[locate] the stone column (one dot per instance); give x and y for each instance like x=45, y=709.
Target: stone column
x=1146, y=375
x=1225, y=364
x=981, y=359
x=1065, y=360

Set task: Can you print the listing above again, word for word, with every line unchanged?

Complete response:
[locate] the stone column (one dot per instance); give x and y for each instance like x=45, y=709.
Target: stone column
x=1146, y=375
x=1225, y=364
x=981, y=359
x=1065, y=360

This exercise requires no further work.